> [WHAT IS NEEDED] Repeat exactly the lines from the line containing "the cookie top" through the last line of the records below, inclusive, and nothing else.

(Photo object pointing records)
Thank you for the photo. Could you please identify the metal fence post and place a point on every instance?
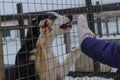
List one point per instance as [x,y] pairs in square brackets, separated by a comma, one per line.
[67,41]
[90,19]
[2,69]
[21,22]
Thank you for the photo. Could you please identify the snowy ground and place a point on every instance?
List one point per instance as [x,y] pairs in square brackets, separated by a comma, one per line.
[12,45]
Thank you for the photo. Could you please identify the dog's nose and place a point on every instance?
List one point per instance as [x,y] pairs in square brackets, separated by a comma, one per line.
[70,17]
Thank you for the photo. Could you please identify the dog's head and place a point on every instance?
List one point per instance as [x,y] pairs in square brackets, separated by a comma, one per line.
[53,22]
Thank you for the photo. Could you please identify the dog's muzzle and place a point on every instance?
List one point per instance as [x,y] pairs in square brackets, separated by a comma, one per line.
[67,25]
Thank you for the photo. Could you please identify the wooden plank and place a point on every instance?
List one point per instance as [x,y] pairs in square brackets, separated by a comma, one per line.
[2,70]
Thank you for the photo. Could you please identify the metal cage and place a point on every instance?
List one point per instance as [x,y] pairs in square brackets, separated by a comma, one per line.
[15,19]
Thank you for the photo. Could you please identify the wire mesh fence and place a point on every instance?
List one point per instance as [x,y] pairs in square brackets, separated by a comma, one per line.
[19,36]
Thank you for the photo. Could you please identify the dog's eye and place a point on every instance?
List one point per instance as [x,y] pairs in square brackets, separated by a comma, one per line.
[51,16]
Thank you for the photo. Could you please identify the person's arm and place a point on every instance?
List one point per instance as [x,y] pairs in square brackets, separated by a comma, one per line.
[102,51]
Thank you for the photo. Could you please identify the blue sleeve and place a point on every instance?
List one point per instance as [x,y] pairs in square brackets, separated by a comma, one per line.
[102,51]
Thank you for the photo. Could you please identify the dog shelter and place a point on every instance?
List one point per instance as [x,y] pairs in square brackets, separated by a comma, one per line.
[16,16]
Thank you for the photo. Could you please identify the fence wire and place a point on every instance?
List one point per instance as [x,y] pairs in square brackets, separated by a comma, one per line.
[19,37]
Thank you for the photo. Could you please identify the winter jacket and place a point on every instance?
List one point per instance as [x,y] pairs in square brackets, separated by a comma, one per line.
[102,51]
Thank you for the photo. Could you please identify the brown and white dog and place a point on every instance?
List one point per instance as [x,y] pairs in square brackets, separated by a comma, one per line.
[47,65]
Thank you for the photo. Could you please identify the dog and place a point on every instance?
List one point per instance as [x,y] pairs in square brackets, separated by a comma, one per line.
[47,65]
[25,69]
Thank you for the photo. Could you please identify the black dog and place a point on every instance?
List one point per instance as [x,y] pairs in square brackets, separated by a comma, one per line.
[25,69]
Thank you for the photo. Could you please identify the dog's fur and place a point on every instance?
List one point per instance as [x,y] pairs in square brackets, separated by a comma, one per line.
[47,65]
[25,69]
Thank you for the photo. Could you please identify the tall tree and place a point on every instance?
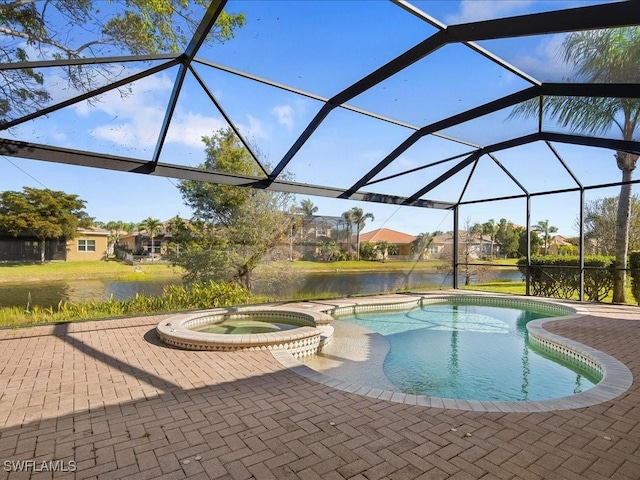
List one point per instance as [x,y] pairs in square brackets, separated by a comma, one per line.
[307,207]
[600,225]
[603,56]
[422,242]
[73,29]
[490,228]
[346,216]
[152,226]
[507,238]
[44,213]
[359,218]
[234,229]
[547,232]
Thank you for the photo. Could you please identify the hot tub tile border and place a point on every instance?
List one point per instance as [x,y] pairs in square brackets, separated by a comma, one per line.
[616,377]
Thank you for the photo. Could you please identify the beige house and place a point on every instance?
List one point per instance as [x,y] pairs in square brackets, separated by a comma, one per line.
[89,244]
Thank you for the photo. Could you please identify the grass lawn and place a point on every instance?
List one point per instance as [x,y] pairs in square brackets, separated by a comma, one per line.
[519,288]
[18,273]
[365,265]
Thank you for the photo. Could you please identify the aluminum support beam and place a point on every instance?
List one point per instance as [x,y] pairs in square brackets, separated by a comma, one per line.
[68,156]
[595,17]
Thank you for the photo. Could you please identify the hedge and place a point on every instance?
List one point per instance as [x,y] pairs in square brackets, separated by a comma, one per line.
[634,266]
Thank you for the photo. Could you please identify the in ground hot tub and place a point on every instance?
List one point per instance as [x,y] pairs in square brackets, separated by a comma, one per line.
[300,332]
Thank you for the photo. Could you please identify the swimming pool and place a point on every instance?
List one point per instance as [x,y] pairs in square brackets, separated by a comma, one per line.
[456,349]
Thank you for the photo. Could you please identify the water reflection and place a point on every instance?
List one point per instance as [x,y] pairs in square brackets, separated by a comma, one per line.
[338,283]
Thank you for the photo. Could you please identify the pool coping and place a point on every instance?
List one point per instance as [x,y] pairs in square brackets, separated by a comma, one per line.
[616,377]
[302,341]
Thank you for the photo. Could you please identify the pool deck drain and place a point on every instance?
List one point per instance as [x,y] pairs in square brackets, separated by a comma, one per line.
[111,397]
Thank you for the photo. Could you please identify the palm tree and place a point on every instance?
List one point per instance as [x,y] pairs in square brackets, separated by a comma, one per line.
[543,227]
[602,56]
[152,227]
[358,217]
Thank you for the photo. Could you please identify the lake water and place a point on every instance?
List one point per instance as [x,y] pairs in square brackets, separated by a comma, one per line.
[339,283]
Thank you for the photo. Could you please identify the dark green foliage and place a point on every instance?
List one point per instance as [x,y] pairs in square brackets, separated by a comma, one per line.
[559,276]
[377,251]
[72,29]
[329,252]
[234,229]
[174,298]
[634,266]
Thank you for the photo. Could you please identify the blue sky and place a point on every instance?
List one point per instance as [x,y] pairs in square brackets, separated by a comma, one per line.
[323,47]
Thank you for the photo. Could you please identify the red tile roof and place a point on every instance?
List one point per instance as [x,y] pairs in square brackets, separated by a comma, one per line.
[386,235]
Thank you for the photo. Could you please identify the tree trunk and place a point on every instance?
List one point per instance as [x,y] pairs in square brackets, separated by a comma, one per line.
[626,163]
[42,250]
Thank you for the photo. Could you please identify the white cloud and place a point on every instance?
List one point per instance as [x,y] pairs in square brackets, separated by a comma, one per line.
[189,129]
[284,114]
[545,62]
[476,10]
[254,129]
[136,118]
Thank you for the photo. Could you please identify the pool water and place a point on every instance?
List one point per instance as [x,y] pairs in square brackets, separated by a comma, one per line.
[239,326]
[471,352]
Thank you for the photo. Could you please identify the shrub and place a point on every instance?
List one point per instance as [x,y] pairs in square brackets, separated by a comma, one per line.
[634,266]
[559,276]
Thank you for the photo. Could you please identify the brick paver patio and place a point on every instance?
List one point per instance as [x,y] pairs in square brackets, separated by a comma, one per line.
[109,397]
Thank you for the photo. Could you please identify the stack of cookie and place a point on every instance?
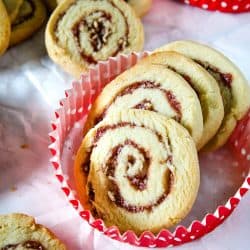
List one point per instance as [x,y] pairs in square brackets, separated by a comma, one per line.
[137,167]
[81,33]
[19,20]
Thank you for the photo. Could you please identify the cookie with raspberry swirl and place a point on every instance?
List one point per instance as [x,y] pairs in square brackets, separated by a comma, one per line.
[233,86]
[150,87]
[139,170]
[81,33]
[20,232]
[141,7]
[204,85]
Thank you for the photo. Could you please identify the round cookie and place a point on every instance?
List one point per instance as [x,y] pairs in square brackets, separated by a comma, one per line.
[81,33]
[141,7]
[31,16]
[12,7]
[5,28]
[233,86]
[204,85]
[139,169]
[19,231]
[151,87]
[51,4]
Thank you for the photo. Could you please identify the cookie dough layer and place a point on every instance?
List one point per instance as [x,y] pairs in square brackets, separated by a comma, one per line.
[139,169]
[31,16]
[141,7]
[204,85]
[13,7]
[19,231]
[233,86]
[81,33]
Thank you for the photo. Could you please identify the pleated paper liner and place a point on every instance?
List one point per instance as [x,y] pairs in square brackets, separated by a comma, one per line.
[225,174]
[230,6]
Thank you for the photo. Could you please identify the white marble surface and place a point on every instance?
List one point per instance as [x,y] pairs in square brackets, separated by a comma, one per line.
[30,87]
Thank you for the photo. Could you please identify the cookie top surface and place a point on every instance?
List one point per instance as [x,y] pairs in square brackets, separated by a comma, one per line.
[20,232]
[80,33]
[233,86]
[151,87]
[202,82]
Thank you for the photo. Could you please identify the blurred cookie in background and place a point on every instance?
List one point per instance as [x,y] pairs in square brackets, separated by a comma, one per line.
[30,18]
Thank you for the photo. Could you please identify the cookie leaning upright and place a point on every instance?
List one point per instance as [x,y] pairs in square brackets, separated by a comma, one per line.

> [FULL SOLUTION]
Thank you for the photo. Could you please identify the cookie top surface and place a point on every instance?
List one point per instance as [x,y] pairs in square brackets, separated by a comma, one per line.
[20,232]
[80,33]
[233,86]
[151,87]
[202,82]
Thank you for the photo. Could you please identify the blurred cookie in background and place a point on every instance?
List one point per instance as [x,y] pairs in square brackets, separated by a comma, one per line.
[30,18]
Thank you for the photo. Could you please identify the cookie leaning upright and place a point on every instance?
List one point per instance as [x,y] pairs in square brackets, separated by a comma, one per line.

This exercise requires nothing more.